◆ What you need to do
How many lines of the items below contain the word "brick"? Reply with the number only.

◆ Exercise materials
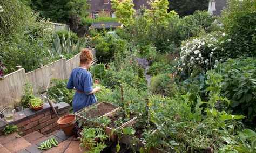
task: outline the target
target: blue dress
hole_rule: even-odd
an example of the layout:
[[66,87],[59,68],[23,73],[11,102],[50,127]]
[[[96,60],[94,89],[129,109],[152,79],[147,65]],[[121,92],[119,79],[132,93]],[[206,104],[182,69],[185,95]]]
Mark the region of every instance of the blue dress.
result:
[[66,88],[73,89],[75,87],[77,90],[72,102],[74,112],[96,102],[97,98],[95,94],[89,94],[92,91],[92,78],[89,72],[79,67],[73,69]]

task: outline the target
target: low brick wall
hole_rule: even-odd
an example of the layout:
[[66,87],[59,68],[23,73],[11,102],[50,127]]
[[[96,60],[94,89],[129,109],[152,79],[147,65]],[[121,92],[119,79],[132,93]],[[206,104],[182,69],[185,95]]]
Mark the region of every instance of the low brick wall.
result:
[[[60,102],[53,105],[59,117],[69,114],[69,104]],[[17,125],[19,131],[23,132],[24,135],[35,131],[46,135],[59,129],[57,123],[58,119],[48,102],[45,103],[43,109],[41,110],[25,109],[22,112],[24,113],[23,115],[19,115],[21,112],[16,113],[14,116],[14,121],[10,122],[0,119],[0,136],[3,135],[2,130],[6,125]]]

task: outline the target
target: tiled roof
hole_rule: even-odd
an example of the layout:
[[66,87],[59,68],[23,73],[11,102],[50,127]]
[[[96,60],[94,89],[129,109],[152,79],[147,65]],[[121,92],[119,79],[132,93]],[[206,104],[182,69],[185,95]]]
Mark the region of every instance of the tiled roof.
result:
[[215,0],[216,1],[216,11],[212,11],[213,15],[216,16],[220,16],[221,11],[224,7],[227,5],[227,0]]
[[121,24],[117,22],[93,22],[91,25],[91,27],[95,29],[100,28],[116,28],[121,26]]
[[[104,4],[104,0],[87,0],[87,3],[91,5],[90,11],[96,11],[104,10],[111,10],[111,2],[110,0],[108,4]],[[147,9],[150,8],[150,5],[147,4],[148,0],[133,0],[133,3],[134,4],[134,9],[137,10],[140,9],[140,6],[144,5]]]
[[111,2],[108,4],[104,4],[104,0],[87,0],[87,3],[91,5],[90,11],[101,11],[102,10],[111,10]]

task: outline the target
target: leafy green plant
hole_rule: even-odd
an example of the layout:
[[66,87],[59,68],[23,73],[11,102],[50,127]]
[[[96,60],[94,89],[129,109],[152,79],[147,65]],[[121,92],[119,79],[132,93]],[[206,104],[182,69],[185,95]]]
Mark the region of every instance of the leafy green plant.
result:
[[[108,136],[105,134],[103,129],[100,128],[84,127],[80,133],[81,143],[80,146],[84,146],[90,150],[89,152],[100,152],[106,147],[104,144],[104,140],[106,140]],[[100,140],[100,142],[97,142],[97,139]]]
[[98,78],[103,79],[106,71],[105,68],[105,65],[103,64],[97,64],[93,65],[90,67],[90,72],[95,78]]
[[55,32],[56,35],[59,36],[60,41],[62,41],[63,35],[64,35],[64,37],[66,39],[69,37],[69,35],[70,35],[70,41],[73,43],[76,44],[77,40],[78,40],[78,37],[77,34],[73,32],[72,31],[66,30],[59,30]]
[[52,79],[48,89],[49,98],[55,99],[57,102],[64,102],[72,106],[72,100],[75,91],[66,88],[67,82],[66,79]]
[[255,126],[253,121],[256,117],[255,59],[229,59],[219,68],[223,78],[221,93],[231,100],[229,109],[236,114],[246,115],[247,123]]
[[35,98],[33,86],[28,80],[26,80],[23,89],[25,93],[22,95],[20,105],[24,108],[29,108],[30,100]]
[[38,107],[44,103],[43,101],[41,98],[37,97],[30,99],[29,102],[32,107]]
[[18,131],[18,127],[16,125],[7,125],[3,130],[5,136],[16,131]]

◆ Finished answer
2